EXERCISE TASKS:
1. According to the article on Libyan funding of Sarkozy's campaign, on what date did Ziad Takieddine visit the Élysée to meet Claude Guéant?
2. Pick up the article on Libyan funding of Sarkozy's campaign after its last line and keep writing.

EXCERPT PROVIDED:
Libyan funding: police find evidence in Élysée of bid to clear Gaddafi henchman
Investigators probing claims that the Libyan regime of Colonel Muammar Gaddafi funded Nicolas Sarkozy's 2007 presidential campaign have unearthed a key piece of evidence in the archives of the Élysée. It shows that on May 16th, 2009, the middleman Ziad Takieddine visited the Élysée to meet Sarkozy's right-hand man Claude Guéant. The object was to “set aside the arrest warrant” targeting Colonel Gaddafi's brother-in-law and security chief Abdullah Senussi, who had been convicted in absentia for his part in the 1989 bombing of a French UTA airline DC10 passenger plane over Niger, in which 170 people lost their lives. There is growing suspicion that an agreement to resolve Senussi's situation was a key component of the Libyan funding corruption plot. Fabrice Arfi and Karl Laske.

Stored dataset items:
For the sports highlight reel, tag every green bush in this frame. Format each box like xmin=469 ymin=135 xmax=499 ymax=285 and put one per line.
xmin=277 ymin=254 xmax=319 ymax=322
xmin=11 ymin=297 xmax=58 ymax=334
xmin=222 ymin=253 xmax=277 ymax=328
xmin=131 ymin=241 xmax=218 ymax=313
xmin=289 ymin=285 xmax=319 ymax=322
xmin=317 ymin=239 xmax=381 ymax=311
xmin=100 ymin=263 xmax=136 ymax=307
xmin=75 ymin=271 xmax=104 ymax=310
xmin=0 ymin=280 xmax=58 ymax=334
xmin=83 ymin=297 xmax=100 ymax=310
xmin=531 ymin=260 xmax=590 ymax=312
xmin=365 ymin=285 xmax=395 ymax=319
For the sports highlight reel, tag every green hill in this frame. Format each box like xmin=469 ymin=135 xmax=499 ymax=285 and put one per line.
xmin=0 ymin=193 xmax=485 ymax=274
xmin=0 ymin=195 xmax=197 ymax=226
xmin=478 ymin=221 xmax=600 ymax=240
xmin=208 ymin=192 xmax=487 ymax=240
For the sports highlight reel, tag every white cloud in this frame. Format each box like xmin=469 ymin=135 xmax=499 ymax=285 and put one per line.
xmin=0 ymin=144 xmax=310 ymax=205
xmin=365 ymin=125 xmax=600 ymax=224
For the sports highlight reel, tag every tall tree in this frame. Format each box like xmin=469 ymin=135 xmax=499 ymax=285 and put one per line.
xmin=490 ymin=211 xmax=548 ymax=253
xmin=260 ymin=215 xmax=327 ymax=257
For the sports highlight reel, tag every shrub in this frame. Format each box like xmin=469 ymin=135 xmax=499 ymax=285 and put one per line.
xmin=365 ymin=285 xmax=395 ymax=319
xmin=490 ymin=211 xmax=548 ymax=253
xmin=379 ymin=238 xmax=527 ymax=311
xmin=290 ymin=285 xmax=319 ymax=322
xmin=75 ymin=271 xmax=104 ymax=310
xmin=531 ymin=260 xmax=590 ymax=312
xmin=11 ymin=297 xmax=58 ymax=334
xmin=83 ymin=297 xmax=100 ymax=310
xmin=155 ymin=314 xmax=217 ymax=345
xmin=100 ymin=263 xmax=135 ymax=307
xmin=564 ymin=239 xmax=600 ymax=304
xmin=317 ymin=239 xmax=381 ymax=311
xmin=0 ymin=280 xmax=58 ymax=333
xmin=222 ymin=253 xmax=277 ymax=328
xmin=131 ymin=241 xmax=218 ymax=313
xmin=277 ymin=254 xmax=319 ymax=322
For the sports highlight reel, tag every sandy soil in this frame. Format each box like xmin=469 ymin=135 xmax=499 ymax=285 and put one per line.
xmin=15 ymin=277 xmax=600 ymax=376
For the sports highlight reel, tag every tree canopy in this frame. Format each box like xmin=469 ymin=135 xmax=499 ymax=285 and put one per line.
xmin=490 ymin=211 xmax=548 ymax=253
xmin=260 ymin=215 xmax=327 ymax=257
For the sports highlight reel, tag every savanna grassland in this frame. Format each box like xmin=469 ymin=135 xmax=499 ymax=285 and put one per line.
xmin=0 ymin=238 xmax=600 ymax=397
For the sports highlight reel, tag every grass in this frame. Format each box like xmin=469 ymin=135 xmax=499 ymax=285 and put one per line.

YOUR WRITTEN ANSWERS:
1. May 16th, 2009.

2.
PolicePolice have found evidence in the archives of the Élysée Palace concierge service which corroborate a key claim by the controversial middleman Ziad Takieddine concerning the Libyan funding of the 2007 Nicolas Sarkozy election campaign, Mediapart can reveal. The register of people who enter the building shows that Takieddine, at the time an intermediary between Sarkozy's entourage and Libya, entered the Élysée at 1.39pm on May 16th, 2009, for a meeting with Sarkozy's right-hand man Claude Guéant.